[Opening TEXT SEGMENT section]

This year's Copenhagen Opera Festival took artistic risks with great success. A string of world premieres of bold works written by female composers thrilled the critics, while the festival once again managed to bring together an audience of more than 20,000 people of all ages for musical experiences across the capital.
Copenhagen Opera Festival 2023 was bubbling over with powerful experiences.
Since its inception in 2009, the festival's ambition has been to challenge the canon while embracing a wide range of audiences. The positive response from both critics and audiences to this year's artistically risk-taking programme indicates that the mission has been more successful than ever before.
"The question is whether the festival has ever stood stronger than it did this year." This was the conclusion drawn by Politiken's music editor and opera critic Thomas Michelsen in his newsletter after an enthusiastic coverage throughout the week.
This year, the Copenhagen Opera Festival, which took place 11-20 August, focused on presenting a handful of brand new works by Danish and international female composers, many of them being staged in unconventional and extremely inventive settings. And both audiences and critics were with us all the way - down into the virtual reality kingdom of the dead at Teater Sort/Hvid and into the lonely cells of the former prison Vridsløselille, where all the daily performances of the shows 'Mortalities' and 'HJEM' reported total sell-outs. And they both earned 5 hearts from Politiken and high praise from Seismograf.
The dystopian solo opera 'LOL - Laughing Out Lonely' about lonely online characters created a moving echo chamber in the basement of the Opera House. Meanwhile, the feminist chamber opera 'The Yellow Wallpaper' at Aveny-T, composed by young British star Dani Howard, attracted international attention with a great review in the Financial Times. And the equally brand new works 'The Undoing of Carmen' and 'Times up, Kong Knud!’ drew an audience of 900 and 600, respectively, to the Festival Stage at Den Røde Plads, where Copenhagen Opera Festival has offered free opera for both children and adults for the past three years.
The number of visitors is still at a very acceptable level
Over ten days, 9,000 people visited the Festival Stage, while the total number of visitors was a little over 22,000. This means that the Copenhagen Opera Festival maintains the great level from 2022 - even though the opening concert on the Festival Stage had to be moved from the outdoor stage into the Multisalen in Nørrebrohallen, which only had half the capacity. The fact that the hall was packed with festival-goers dressed stubbornly for the storm emphasises the strong local support for the Festival Stage. That is why the tent on Den Røde Plads had been moved slightly this year to accommodate even more guests, as, luckily, the sun came out again.

[Closing TEXT SEGMENT section]

THE PROBLEM: Continue the Copenhagen Opera Festival 2023 report from where it stops.

[Opening INFORMATION SUPPLIED section]

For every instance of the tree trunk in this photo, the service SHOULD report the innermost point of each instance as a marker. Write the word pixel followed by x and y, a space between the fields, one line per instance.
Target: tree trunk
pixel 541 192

[Closing INFORMATION SUPPLIED section]

TASK OUTPUT:
On Tuesday, no less than 1,200 children and pedagogues gathered in front of the stage for the children's opera 'Troldeprinsessen' (the Troll Princess) during the sing-along event Syng Højt!
With the aim of bringing opera to even more people, Copenhagen Opera Festival had once again invited professional Danish and international actors to participate in a professional event. The initiative enables a valuable dialogue about the potential and challenges of the genre, and the international participants were introduced to Danish composers and new works.
Large-scale productions and an international touch
This year's diverse programme also spanned updated opera classics and technically magnificent productions. With award-winning soprano Yana Kleyn in the forefront, the new production of Puccini's 'Suor Angelica' brought the festival's 'Il Trittico' series to an impressive conclusion and was described as "world-class Puccini singing" by Thomas Michelsen from Politiken after the premiere at Aveny-T. On the same stage, Helsingør Kammeropera performed Wagner's monumental opera 'The Ring of the Nibelung' in a condensed, thrillingly intense version lasting three and a half hours.
Meanwhile, 'Brødre' (Brothers) - staged in the giant industrial hall Tunnelfabrikken with musicians and choir singers from Malmö Opera Orchestra and the Icelandic Opera - was a large-scale Nordic collaboration that demonstrated the festival's willingness to present performances with an international scope and literally room for everyone.
Icelandic star Daníel Bjarnason, who composed the music for 'Brødre' (Brothers), made his mark on the festival as Guest Artist of the Year and helped open up the world of opera to the curious audience - by hosting a successful Composition Masterclass with three young talents and by participating in artist talks. Similarly, the
Swedish-Norwegian soprano Marie Arnet, who sang the role of Sarah in 'Brødre' (Brothers), conducted a vocal masterclass culminating in an impressive concert on the Festival Stage.